* _TEXT EXCERPT_
######
| name | bug-catcher |
| description | Audit a Go package in this repository for subtle correctness bugs, including both bugs inside the package and bugs in how the rest of the repository uses it. Optimized for Pebble- and CockroachDB-style code where invariants, iterator semantics, ownership, and API contracts matter more than style issues. |
| disable-model-invocation | true |
You are running a multi-stage audit of a Go package.
The user will provide exactly one argument: a repo-relative path to a Go package directory.
Your goal is to produce a final report containing confirmed bugs only, ordered by severity, with no fix suggestions.
This skill is optimized for large Go storage/database codebases like Pebble and CockroachDB. Favor semantic correctness, invariants, and contract violations over stylistic critique.
Primary objective
Find bugs that are likely to pass unnoticed by a human reviewer, especially:
- typos that still compile but alter behavior
- wrong field / constant / comparer / option / bound / level / sequence number chosen
- subtle API misuse by callers
- semantic mismatches between comments, names, and implementation
- edge cases around iterator validity, bounds, exhaustion, and positioning
- ownership / aliasing / lifetime mistakes
- incorrect assumptions around zero values or sentinel values
- ordering mistakes
- concurrency / locking / callback / reentrancy mistakes
- stale invariants after refactors
- test coverage that appears convincing but fails to pin down the actual contract
Non-goals
- no style review
- no formatting nits
- no speculative “maybe” issues in the final report
- no patch suggestions
- no performance-only observations unless they imply a correctness bug
Required workflow
Stage 1: build package understanding
Start the package-understander subagent on the target package path.
Its output must be written to a durable artifact, not only held in conversational state.
Write to:
$TMPDIR/bug-catcher/<sanitized-package-path>/understanding.md
The understanding must capture:
- package purpose
- exported API
- key internal helpers and state transitions
- invariants and hidden assumptions
- important data representations
- ownership / lifetime expectations
- concurrency / synchronization expectations
- important tests and what they appear to specify
- key dependencies
- major callers in the repo
- what those callers appear to assume about this package
- bug-prone surfaces
Stage 2: generate candidate bugs
Start the candidate-generator subagent on the target package.
Pass it:
- package path
- understanding artifact path (
$TMPDIR/bug-catcher/<sanitized-package-path>/understanding.md)
- output path:
$TMPDIR/bug-catcher/<sanitized-package-path>/candidates.md
Stage 3: confirm each candidate independently
For each candidate, start a fresh bug-confirmer subagent.
Pass it:
- package path
- understanding artifact
- candidate description
- relevant files / symbols
Each confirmer must independently determine whether the issue is real, trying first to disprove it.
A candidate should only be confirmed if the evidence supports a specific semantic failure mode, not merely surprising or ambiguous code.
When in doubt, mark it not-confirmed.
Each confirmation must return:
- verdict: confirmed / not-confirmed
- severity: critical / high / medium / low
- confidence: high / medium / low
- concise justification
- exact code references
Write one confirmation per file:
$TMPDIR/bug-catcher/<sanitized-package-path>/confirmations/<NNN>.md
Stage 4: final report
Produce a final report containing only confirmed bugs, sorted by severity, then confidence.
######
* _TO BE DONE_
From the Go package audit instructions, set down word for word the passage starting with "The user will" and going on through "no fix suggestions.".

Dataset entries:
######
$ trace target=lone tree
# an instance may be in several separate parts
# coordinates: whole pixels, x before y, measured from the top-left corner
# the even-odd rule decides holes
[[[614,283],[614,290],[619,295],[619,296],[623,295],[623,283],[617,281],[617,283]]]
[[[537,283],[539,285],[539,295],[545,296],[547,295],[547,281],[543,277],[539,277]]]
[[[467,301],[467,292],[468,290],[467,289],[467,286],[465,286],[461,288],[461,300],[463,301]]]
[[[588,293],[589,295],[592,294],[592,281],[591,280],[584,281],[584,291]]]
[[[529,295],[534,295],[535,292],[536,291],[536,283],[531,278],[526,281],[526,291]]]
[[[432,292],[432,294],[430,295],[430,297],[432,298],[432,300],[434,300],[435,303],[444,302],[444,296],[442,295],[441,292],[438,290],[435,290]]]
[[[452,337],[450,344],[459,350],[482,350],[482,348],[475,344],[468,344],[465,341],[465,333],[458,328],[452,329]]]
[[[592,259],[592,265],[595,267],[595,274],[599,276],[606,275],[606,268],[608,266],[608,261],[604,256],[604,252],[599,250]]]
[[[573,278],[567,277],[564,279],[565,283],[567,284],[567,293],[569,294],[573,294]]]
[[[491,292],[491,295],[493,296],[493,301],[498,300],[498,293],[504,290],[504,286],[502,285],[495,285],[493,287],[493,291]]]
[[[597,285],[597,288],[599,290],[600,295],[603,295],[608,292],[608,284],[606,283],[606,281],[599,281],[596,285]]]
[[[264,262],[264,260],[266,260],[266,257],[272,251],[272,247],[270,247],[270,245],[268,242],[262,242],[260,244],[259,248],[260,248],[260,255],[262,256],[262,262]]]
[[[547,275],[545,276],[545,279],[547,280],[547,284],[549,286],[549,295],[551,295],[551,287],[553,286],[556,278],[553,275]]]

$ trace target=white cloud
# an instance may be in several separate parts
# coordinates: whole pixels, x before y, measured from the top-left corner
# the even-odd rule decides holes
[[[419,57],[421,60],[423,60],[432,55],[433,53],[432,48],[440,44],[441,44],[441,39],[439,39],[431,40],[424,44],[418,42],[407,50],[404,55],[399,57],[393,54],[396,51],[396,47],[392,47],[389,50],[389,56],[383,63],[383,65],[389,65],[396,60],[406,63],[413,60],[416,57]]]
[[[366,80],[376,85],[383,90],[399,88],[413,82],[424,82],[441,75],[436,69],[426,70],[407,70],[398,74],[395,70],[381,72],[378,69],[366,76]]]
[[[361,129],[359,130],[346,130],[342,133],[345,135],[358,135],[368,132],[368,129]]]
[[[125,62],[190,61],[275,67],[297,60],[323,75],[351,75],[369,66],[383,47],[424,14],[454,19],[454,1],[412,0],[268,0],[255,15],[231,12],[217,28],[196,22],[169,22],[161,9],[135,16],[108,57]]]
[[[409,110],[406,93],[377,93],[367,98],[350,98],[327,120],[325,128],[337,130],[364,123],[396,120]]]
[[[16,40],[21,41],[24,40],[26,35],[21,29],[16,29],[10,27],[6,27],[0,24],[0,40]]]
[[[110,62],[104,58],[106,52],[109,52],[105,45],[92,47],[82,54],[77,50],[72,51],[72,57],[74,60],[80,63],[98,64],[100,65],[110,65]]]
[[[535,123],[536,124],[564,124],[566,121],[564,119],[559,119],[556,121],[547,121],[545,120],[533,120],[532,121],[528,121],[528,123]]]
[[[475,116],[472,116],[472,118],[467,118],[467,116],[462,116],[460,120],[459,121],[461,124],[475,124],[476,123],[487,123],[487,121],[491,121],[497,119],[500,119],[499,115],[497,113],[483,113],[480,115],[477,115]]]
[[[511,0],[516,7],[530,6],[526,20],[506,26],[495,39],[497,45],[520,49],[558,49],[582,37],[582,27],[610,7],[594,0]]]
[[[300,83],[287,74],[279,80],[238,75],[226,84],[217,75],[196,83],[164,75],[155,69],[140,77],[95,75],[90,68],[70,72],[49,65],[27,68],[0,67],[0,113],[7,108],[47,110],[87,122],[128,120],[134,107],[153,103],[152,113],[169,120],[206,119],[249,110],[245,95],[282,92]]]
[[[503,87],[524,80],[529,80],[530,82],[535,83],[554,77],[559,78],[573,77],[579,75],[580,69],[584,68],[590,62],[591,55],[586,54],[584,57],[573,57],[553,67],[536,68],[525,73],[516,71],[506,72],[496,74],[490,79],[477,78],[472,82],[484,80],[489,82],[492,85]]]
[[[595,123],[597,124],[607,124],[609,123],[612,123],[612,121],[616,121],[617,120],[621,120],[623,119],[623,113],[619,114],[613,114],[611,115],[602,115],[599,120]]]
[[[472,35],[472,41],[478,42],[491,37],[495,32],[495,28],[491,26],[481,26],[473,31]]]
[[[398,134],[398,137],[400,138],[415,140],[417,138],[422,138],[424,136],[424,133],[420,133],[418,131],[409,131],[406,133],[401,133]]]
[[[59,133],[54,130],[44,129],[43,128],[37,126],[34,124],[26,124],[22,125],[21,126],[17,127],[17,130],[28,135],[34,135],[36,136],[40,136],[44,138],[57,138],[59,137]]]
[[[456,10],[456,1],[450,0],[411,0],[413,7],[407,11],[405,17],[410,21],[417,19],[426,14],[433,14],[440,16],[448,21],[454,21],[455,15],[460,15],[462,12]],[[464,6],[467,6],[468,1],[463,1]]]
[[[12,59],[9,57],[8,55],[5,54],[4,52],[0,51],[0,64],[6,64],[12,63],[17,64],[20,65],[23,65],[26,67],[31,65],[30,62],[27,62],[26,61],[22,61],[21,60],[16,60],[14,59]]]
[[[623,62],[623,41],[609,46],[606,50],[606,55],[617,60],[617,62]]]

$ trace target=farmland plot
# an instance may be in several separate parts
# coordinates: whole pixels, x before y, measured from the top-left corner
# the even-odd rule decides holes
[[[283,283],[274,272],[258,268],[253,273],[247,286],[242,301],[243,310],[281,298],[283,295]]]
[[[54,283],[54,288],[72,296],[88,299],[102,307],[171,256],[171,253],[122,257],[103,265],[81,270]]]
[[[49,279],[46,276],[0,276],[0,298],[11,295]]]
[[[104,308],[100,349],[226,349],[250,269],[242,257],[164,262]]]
######
* _SOLUTION BELOW_
The user will provide exactly one argument: a repo-relative path to a Go package directory.
Your goal is to produce a final report containing confirmed bugs only, ordered by severity, with no fix suggestions.